### WORK INSTRUCTIONS
Condense the paragraph beginning "Although economically governed" in the Sweet Auburn Avenue text below into a brief bulleted list that keeps its main facts.

### TEXT EXTRACT
+---+

Although economically governed by the restrictive Jim Crow Laws, from the 1920's through the 1940's Sweet Auburn Avenue was at the height of its social vigor and the present day buildings reflect this energy. After this golden era, the west side of Atlanta around the Atlanta University Center became a more fashionable area to locate an African American business or residence. Desegregration in the 1960's furthered an exodus of people and energy from the area, leaving the street somewhat depopulated as it is today.

A passage from Where Peachtree Meets Sweet Auburn by Gary Pomerantz pages 123-124, describes Auburn Avenue between 1924 and 1938, through the viewpoint of "Mayor" John Wesley Dobbs (also called "The Grand"):
Dobbs believed there was magic in Auburn Avenue, especially in that two-block stretch between Piedmont Avenue and Butler Street (now Jesse Hill Street). When Blacks spoke of Auburn, that's what they meant: the churches, clubs, barbershops, shoeshines, small businesses, restaurants and banks between the Rucker Building and the Yates and Milton Drugstore. Once it had been called Wheat Street, but in 1893 white residents successfully petitioned the city council to change it to Auburn Avenue, convinced it had a more stylish sound. By the 1930s some called Auburn the "Black Peachtree," though, physically, that was a bit of a stretch since Peachtree wound north of the city and continued for many miles. In its entirety, Auburn Avenue ran little more than a mile and a half. Yet even as developer Hermon Perry triggered a housing boom for blacks on the west side, Auburn remained the spiritual center of black Atlanta. The three legged stool of black finance the Citizens Trust Bank (of which Dobbs was among the original directors), Mutual Federal Savings & Loan and Alonzo Herndon's Atlanta Life Insurance Company was located on Auburn. To walk the Avenue on any summer evening was to experience the vitality of black life in the city: the sounds of ragtime from the Top Hat, the smell of fried chicken from Ma Suttons and the constant hum of animated street chatter. It became the place for black dreamers. You knew you had arrived on the Avenue once you had your own pulpit or your own cornerstone. Henry Rucker, Alonzo Herndon and Benjamin J. Davis already had erected buildings on Auburn and soon Dobbs would have his.

+---+

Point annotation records
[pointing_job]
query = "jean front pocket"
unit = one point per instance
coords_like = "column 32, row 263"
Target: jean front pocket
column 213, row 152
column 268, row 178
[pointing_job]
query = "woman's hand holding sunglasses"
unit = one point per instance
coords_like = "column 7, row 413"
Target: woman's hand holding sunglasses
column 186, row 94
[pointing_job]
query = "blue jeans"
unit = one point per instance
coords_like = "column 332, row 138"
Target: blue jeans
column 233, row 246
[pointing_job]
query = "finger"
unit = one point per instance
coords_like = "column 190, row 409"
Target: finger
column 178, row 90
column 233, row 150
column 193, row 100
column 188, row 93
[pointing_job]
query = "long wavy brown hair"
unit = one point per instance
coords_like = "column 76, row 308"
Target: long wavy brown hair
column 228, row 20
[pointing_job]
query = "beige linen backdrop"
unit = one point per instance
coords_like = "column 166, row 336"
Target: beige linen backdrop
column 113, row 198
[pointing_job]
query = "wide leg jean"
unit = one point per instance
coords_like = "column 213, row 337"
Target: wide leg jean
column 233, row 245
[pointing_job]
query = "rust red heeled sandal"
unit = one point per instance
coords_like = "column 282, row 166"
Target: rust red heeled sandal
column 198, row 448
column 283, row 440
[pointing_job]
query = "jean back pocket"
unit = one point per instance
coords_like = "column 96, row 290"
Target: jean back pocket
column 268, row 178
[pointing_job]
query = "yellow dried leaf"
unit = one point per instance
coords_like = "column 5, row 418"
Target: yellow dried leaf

+---+

### COMPLETED TASK
- From the 1920s through the 1940s, Sweet Auburn Avenue was at the height of its social vigor despite the restrictive Jim Crow Laws, and its present-day buildings reflect that energy.
- After this golden era, the west side around the Atlanta University Center became a more fashionable area for African American businesses and residences.
- Desegregation in the 1960s drew more people and energy away, leaving the street somewhat depopulated, as it is today.